In the records below, locate the line containing "young man above? Mark it with a dot.", then output that line and all later lines exactly, through the last one.

— START RECORDS TO USE —

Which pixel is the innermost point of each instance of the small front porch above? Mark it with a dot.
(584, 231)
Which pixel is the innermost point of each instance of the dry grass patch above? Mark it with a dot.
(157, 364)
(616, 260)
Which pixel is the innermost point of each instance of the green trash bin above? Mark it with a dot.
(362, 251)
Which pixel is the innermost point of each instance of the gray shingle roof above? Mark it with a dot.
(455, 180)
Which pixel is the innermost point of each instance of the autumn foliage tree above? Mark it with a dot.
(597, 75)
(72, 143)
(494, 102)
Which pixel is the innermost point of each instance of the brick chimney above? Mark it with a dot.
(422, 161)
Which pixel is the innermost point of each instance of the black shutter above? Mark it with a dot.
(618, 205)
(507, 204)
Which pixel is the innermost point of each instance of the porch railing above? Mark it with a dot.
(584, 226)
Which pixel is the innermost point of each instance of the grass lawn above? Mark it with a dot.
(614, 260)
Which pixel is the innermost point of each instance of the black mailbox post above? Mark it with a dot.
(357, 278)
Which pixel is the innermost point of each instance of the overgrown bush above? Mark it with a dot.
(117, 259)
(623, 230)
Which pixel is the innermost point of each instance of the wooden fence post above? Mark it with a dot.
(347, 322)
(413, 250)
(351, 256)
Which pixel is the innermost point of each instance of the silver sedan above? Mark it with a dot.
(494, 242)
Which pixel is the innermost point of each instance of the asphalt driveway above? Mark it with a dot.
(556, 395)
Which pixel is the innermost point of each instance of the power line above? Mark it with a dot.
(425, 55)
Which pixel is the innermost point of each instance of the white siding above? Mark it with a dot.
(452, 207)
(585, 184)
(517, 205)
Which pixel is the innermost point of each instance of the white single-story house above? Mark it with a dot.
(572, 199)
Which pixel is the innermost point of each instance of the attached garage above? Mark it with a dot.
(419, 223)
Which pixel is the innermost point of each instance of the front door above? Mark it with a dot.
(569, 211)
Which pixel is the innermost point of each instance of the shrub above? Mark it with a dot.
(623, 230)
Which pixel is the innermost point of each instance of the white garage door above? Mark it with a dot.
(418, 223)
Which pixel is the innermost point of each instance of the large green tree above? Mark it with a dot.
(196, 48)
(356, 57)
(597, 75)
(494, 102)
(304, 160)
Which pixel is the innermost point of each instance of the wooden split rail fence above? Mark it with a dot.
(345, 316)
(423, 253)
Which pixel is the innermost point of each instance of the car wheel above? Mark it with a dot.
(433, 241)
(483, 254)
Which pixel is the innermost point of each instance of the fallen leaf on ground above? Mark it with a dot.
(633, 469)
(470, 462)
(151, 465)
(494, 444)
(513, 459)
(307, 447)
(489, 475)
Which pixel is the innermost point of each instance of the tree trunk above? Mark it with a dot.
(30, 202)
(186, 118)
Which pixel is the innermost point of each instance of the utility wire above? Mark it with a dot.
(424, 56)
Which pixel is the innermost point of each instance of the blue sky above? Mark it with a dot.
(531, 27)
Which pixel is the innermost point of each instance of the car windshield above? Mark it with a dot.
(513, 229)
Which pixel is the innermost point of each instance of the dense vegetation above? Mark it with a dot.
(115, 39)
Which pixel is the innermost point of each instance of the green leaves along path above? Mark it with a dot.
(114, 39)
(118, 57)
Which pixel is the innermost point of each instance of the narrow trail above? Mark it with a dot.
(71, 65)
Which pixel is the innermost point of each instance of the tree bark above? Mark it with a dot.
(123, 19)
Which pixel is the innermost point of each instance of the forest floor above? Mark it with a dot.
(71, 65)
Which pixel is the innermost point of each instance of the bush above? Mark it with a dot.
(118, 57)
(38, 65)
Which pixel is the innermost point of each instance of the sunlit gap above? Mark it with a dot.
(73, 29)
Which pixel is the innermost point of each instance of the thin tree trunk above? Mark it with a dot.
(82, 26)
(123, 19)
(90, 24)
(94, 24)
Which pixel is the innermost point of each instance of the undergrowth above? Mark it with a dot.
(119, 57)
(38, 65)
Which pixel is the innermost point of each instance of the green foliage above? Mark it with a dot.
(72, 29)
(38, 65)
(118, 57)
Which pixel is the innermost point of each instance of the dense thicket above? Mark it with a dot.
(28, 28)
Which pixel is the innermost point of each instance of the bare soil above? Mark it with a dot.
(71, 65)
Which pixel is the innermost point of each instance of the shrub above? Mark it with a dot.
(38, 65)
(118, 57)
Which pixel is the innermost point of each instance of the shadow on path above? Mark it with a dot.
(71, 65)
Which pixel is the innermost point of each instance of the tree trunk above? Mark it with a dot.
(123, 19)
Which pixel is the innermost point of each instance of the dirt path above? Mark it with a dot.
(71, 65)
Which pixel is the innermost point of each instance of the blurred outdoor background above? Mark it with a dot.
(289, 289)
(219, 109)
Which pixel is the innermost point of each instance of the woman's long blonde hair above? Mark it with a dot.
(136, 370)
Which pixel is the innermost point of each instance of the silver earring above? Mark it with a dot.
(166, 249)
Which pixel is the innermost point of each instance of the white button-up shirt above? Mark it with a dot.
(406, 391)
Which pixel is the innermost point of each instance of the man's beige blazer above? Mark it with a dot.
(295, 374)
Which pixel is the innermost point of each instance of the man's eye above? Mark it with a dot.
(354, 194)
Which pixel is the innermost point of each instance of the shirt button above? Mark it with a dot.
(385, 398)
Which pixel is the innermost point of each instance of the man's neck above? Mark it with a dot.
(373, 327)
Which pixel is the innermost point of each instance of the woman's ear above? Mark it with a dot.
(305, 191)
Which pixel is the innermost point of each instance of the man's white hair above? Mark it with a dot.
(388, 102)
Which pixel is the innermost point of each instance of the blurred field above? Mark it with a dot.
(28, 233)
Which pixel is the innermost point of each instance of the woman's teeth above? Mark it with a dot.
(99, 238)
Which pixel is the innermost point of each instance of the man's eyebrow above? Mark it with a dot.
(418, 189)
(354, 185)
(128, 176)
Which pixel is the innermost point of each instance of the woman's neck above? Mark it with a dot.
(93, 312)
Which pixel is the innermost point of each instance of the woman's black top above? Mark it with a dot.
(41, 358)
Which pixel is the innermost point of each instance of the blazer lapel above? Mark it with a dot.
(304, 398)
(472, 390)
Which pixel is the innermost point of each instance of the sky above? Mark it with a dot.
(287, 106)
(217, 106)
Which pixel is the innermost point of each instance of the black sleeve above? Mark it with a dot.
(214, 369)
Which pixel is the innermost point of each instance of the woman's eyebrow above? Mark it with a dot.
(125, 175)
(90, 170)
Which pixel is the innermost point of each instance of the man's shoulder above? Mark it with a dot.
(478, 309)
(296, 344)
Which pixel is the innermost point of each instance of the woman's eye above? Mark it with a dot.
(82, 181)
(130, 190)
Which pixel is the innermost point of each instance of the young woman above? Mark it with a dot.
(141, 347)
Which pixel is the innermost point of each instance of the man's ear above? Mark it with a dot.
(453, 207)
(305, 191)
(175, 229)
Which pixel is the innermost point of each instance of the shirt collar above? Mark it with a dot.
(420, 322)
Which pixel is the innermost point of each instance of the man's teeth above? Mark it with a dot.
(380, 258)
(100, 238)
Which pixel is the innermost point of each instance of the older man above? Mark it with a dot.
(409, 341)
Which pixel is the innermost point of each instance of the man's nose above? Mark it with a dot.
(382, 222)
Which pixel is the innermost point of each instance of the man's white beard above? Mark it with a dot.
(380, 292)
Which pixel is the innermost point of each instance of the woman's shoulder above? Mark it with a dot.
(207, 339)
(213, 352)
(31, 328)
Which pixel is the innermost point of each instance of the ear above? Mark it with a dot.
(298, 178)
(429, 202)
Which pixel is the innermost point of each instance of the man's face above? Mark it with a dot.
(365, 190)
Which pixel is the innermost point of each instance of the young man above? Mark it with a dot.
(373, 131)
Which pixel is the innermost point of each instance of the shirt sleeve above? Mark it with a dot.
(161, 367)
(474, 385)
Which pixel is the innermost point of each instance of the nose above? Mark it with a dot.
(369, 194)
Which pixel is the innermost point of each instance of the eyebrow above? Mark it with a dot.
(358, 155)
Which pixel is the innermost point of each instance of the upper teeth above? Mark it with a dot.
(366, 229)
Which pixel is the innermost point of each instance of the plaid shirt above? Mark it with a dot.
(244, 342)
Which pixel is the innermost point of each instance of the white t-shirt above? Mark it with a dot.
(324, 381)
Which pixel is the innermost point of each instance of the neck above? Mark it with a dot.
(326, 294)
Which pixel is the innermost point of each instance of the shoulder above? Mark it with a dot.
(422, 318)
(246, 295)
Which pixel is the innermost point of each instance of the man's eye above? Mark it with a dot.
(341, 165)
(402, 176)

— END RECORDS TO USE —

● FINAL RESULT:
Which pixel is the innermost point of each instance of the young man above? Mark it with a dot.
(373, 131)
Which pixel is the innermost point of each instance of the shirt sleeve above? Mark it with a dot.
(161, 367)
(474, 385)
Which pixel is the innermost point of each instance of the nose above? Mark it with a dot.
(369, 194)
Which pixel is the innermost point of each instance of the eyebrow above? Mark it with a dot.
(358, 155)
Which pixel is the innermost point of each instance of the upper teeth above? Mark it with a dot.
(366, 229)
Which pixel is the innermost point of each instance of the plaid shirt above? Mark it with a dot.
(244, 342)
Which pixel is the innermost point of each instance of the white t-shirt above? Mark it with a dot.
(324, 381)
Which pixel is the innermost point of each instance of the neck above? Mark it with a dot.
(326, 294)
Which pixel is the innermost point of each instance of the shoulder above? Mark it with a dot.
(422, 318)
(246, 295)
Which pixel is the innermost point of each instance of the man's eye above? Mark it with a dot.
(341, 165)
(402, 176)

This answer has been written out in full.